Yet another factor is whether the questions certified appear truly to be contested. Deciding a certified question of law undoubtedly is a valid and legislatively-authorized exercise of this court's judicial authority. On the other hand, there is no suggestion in the legislation that the legislative authorization extends to the issuance of advisory opinions. See generally Oregon Medical Association v. Rawls, 281 Or. 293, 574 P.2d 1103 (1978); Oregon Medical Assn. v. Rawls, 276 Or. 1101, 557 P.2d 664 (1976) (concerning whether the scope of judicial power extended to declaring the constitutionality of a statute that no party to the proceeding had challenged, and concluding that it did not). The full decisional effect of our answer to a certified question thus requires us to exercise some care that we accept only issues of law that truly are contested between the parties. If the issue is not contested, we normally will not accept certification.
Our experience with cases on direct appeal or in which we are exercising our original jurisdiction has taught us that the issues and arguments in both kinds of cases often are not as well defined or as focused as are the issues and arguments in cases in which discretionary review is sought after the case has filtered through the lens of a Court of Appeals decision. That experience has made us wary of requests for decisions on interlocutory trial court matters. We would prefer that a case certified by a federal district court have progressed at least to the entry of a pretrial order before certification is sought (although a motion to dismiss, for example, might precede entry of a pretrial order and could raise issues appropriate for certification). Local Rules for Civil Practice for the United States District Court for the District of Oregon, L.R. 235-2. If a case has not progressed that far, that is a factor weighing against accepting certification.
Finally, the majority rule, endorsed by the Ninth Circuit and agreeable to us, is that this court (the deciding court) has the discretion to reframe questions and is not bound to answer the question as certified. Wright & Miller § 4248 at 177-78; Meckert v. Transamerica Ins. Co., 742 F.2d 505, 507 (9th Cir.1984). Such discretion should be exercised with reserve, ordinarily after consultation with the certifying *634 court, and for the primary purpose of facilitating a resolution of the actual question of law posed by the case in which certification is sought. We have, in fact, followed such a course of action in the present case.
Having identified the factors, both statutory and discretionary, that will affect this court's decision to accept certification of questions under ORS 28.200 to 28.255, we turn to an examination of the case before us in the light of those factors.
The questions certified to us arise out of a products liability and wrongful death action brought in the United States District Court for the District of Oregon. All claims stem from a helicopter crash that occurred on January 16, 1986. The helicopter, owned by plaintiff Western Helicopter Services, Inc. (Western), was destroyed. Its pilot, Russell Cruse, was killed. Plaintiffs in the present case are Western, which seeks damages for the loss of its helicopter, and Edwina Cruse, the widow and personal representative of the estate of the deceased pilot, who seeks damages for her husband's death.
The original complaint was filed on December 24, 1987. It named as defendants the sellers and manufacturers of the helicopter, viz., Rogerson Aircraft Corporation, Omneco, Hiller Aviation, Inc., and Morton Thiokol. The last two of those defendants have since been dismissed from the case by plaintiffs.

- **RECORDS**

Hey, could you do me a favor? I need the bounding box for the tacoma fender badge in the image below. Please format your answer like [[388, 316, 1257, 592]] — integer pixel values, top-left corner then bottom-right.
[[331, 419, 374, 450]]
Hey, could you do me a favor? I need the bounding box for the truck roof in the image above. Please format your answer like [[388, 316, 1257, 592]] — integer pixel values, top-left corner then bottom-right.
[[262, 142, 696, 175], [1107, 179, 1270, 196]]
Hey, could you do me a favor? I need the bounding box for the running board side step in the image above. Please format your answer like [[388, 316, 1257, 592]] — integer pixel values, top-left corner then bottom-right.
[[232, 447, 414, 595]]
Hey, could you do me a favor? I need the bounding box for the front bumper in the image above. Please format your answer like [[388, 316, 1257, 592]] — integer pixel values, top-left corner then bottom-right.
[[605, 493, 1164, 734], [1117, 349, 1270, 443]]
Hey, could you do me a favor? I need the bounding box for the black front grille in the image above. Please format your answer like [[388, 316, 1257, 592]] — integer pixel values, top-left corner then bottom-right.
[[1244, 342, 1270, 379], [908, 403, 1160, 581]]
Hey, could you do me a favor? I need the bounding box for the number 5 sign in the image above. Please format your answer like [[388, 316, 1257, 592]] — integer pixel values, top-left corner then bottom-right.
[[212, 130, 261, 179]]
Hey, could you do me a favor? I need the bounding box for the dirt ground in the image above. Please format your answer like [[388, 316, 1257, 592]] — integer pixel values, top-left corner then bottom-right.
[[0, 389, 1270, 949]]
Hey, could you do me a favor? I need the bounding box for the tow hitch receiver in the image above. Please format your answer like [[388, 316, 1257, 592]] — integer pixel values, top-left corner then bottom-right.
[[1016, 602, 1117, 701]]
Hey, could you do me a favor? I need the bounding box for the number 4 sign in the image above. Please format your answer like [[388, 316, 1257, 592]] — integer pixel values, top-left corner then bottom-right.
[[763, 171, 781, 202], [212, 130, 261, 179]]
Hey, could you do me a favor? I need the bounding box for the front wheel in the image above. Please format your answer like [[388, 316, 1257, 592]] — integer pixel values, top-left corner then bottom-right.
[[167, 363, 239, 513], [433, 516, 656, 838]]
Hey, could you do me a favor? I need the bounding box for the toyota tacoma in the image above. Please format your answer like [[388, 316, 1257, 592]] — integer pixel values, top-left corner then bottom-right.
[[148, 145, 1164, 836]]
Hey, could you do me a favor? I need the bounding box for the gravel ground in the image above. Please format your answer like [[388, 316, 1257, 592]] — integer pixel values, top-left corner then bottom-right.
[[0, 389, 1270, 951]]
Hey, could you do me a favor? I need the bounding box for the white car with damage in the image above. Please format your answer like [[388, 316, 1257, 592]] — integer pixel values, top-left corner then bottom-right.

- **COMPLETE THE FOLLOWING**
**A.** From the opinion excerpt, echo the passage starting at "The original complaint" and ending at "case by plaintiffs.".
**B.** List every defendant that the opinion excerpt says the original complaint named.

- **RESULTS OF THE TASKS**
**A.**
The original complaint was filed on December 24, 1987. It named as defendants the sellers and manufacturers of the helicopter, viz., Rogerson Aircraft Corporation, Omneco, Hiller Aviation, Inc., and Morton Thiokol. The last two of those defendants have since been dismissed from the case by plaintiffs.

**B.**
Rogerson Aircraft Corporation
Omneco
Hiller Aviation, Inc.
Morton Thiokol